WORK REQUEST: Could you copy each of the records below line by line, character for character, with nothing changed?

+++ SOURCE DATA

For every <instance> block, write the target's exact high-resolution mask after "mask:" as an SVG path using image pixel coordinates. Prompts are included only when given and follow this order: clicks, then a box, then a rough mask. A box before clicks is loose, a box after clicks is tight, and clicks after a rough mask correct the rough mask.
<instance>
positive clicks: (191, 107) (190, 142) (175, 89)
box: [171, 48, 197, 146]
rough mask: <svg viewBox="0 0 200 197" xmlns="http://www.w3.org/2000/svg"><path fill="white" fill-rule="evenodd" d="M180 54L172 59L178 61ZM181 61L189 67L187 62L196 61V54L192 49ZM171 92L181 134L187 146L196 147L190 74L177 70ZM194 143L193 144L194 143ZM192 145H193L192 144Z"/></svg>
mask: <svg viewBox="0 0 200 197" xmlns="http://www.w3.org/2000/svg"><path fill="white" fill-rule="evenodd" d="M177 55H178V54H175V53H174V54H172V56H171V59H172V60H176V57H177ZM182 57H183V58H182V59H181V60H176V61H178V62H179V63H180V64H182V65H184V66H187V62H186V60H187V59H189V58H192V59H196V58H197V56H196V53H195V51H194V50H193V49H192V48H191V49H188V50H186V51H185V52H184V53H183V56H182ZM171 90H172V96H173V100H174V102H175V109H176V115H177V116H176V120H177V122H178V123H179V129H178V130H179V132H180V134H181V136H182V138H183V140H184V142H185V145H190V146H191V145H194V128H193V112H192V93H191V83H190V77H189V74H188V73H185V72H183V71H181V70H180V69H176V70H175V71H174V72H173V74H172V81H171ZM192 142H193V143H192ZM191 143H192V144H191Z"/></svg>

++++++

REPLY TO THE TASK:
For every <instance> block, write the target's exact high-resolution mask after "mask:" as an SVG path using image pixel coordinates. Prompts are included only when given and follow this order: clicks, then a box, then a rough mask. A box before clicks is loose, a box after clicks is tight, and clicks after a rough mask correct the rough mask.
<instance>
positive clicks: (191, 107) (190, 142) (175, 89)
box: [171, 48, 197, 146]
rough mask: <svg viewBox="0 0 200 197" xmlns="http://www.w3.org/2000/svg"><path fill="white" fill-rule="evenodd" d="M180 54L172 59L178 61ZM181 61L189 67L187 62L196 61V54L192 49ZM171 92L181 134L187 146L196 147L190 74L177 70ZM194 143L193 144L194 143ZM192 145H193L192 144Z"/></svg>
mask: <svg viewBox="0 0 200 197" xmlns="http://www.w3.org/2000/svg"><path fill="white" fill-rule="evenodd" d="M177 55H178V54H175V53H174V54H172V56H171V59H172V60H176V57H177ZM182 57H183V58H182V59H181V60H176V61H178V62H179V63H180V64H182V65H184V66H187V62H186V60H187V59H189V58H192V59H196V58H197V56H196V53H195V51H194V50H193V49H192V48H191V49H188V50H186V51H185V52H184V53H183V56H182ZM171 90H172V96H173V100H174V102H175V109H176V115H177V116H176V120H177V122H178V123H179V129H178V130H179V132H180V134H181V136H182V138H183V140H184V142H185V145H190V146H191V145H194V128H193V112H192V93H191V83H190V77H189V74H188V73H185V72H183V71H181V70H180V69H176V70H175V71H174V72H173V74H172V81H171ZM192 142H193V143H192ZM191 143H192V144H191Z"/></svg>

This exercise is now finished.